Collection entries
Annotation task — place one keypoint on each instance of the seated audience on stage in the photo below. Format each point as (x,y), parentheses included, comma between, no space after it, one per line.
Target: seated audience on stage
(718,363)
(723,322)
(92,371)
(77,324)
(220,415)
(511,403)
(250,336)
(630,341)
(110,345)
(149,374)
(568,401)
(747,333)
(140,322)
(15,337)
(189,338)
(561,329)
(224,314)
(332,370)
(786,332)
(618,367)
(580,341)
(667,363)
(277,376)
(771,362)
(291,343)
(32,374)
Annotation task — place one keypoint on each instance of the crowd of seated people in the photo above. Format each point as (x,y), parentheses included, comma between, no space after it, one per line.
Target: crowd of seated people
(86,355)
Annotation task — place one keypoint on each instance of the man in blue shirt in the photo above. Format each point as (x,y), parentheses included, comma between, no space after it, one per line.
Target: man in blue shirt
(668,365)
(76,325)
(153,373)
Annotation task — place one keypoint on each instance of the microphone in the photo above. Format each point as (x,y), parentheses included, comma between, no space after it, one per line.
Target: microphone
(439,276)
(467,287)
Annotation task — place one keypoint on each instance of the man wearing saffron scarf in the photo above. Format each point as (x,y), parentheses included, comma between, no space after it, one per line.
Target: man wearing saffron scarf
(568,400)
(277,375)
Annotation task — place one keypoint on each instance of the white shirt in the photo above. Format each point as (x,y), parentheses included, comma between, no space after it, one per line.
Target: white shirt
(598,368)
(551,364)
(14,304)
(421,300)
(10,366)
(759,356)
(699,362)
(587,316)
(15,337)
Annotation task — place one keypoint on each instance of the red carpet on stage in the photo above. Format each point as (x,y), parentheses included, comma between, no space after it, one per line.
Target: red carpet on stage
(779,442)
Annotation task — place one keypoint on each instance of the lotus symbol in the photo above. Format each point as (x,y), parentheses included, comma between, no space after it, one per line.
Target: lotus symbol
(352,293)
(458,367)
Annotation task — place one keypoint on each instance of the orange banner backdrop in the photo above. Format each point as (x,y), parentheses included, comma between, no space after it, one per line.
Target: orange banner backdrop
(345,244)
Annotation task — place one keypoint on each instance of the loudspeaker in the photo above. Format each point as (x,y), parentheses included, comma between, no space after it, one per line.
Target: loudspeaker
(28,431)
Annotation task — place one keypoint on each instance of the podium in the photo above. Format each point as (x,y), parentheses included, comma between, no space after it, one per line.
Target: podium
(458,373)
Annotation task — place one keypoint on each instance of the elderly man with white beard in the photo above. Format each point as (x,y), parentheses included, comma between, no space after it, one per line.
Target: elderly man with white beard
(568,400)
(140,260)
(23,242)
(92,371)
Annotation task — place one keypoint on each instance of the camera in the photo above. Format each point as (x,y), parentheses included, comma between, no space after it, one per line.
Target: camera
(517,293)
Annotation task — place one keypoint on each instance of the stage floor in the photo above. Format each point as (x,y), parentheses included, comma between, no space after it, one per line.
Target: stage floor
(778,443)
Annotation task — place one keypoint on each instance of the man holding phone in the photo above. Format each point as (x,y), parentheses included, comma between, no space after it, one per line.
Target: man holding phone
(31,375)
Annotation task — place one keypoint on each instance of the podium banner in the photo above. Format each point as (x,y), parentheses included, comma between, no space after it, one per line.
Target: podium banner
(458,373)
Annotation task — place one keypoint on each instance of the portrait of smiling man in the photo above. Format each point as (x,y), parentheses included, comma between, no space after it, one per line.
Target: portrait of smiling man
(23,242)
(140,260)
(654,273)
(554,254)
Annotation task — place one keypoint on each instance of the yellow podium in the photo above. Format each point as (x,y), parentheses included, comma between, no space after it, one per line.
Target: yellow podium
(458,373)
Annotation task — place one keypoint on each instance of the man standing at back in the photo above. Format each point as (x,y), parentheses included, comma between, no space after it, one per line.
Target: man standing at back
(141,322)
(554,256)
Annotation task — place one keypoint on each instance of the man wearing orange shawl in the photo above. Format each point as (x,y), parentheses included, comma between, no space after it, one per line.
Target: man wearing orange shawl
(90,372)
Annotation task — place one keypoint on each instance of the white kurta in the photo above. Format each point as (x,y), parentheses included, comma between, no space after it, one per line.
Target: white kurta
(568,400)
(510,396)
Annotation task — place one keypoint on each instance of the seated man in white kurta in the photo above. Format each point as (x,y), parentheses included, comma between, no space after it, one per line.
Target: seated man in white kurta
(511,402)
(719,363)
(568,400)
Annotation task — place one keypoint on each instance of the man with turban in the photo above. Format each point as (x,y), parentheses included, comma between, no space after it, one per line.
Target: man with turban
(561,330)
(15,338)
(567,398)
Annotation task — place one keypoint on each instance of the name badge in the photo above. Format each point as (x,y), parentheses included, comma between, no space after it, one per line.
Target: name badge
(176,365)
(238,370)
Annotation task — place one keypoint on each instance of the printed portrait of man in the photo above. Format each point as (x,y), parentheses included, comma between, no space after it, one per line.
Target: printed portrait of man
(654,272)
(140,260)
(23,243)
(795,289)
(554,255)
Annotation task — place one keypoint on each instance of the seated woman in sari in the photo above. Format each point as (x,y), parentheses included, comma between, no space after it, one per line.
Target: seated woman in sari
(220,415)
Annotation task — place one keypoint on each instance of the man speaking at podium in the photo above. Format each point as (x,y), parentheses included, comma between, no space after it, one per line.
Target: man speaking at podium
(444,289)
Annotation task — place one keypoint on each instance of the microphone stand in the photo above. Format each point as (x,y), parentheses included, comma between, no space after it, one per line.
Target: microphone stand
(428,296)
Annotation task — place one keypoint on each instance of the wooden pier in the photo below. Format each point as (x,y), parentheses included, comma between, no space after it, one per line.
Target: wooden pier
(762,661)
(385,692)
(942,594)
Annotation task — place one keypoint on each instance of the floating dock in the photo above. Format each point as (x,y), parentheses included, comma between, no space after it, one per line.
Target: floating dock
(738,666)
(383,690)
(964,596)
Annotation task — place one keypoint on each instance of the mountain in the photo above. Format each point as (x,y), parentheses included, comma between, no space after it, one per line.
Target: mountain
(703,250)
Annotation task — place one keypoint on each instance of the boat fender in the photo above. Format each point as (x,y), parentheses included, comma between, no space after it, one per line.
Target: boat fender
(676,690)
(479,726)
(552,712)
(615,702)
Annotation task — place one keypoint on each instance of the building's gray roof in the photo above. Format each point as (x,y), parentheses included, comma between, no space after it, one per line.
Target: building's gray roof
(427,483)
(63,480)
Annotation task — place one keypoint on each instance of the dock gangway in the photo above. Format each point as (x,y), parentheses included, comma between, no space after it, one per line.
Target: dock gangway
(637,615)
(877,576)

_Problem to work on_
Everything from the line with "of the floating" through the last line of the material above should be echoed exactly, and nothing else.

_Response to the exercise_
Annotation task — place one keypoint on each instance of the floating dock in the photo above. Format each point as (x,y), parentheses included, comma between, no space after it, one per line.
Target: floating dock
(738,666)
(383,690)
(964,596)
Annotation task — place one keypoint on each instance of the mountain in the photo above. Format each point as (x,y), parentheses included, comma between, no space after it, one per line.
Target: mountain
(703,250)
Annotation task — place one keypoint on each instance of the boat fender in the photo above. Format each point as (x,y), parentheses included, comma between, no space after it, one per line.
Target: boat fender
(676,690)
(479,726)
(552,712)
(615,702)
Annotation task — place one keypoint on each instance of the building's gray roof in the photo above. Format each point as (x,y), parentheses included, comma between, no space after it, one per line.
Target: building's gray roof
(427,483)
(63,480)
Annotation task — place one keypoint on each instance of the dock gangway in the photo above. Format each point as (x,y), parentheses included, comma between, no space after it, one per line.
Target: dock gangway
(637,615)
(877,576)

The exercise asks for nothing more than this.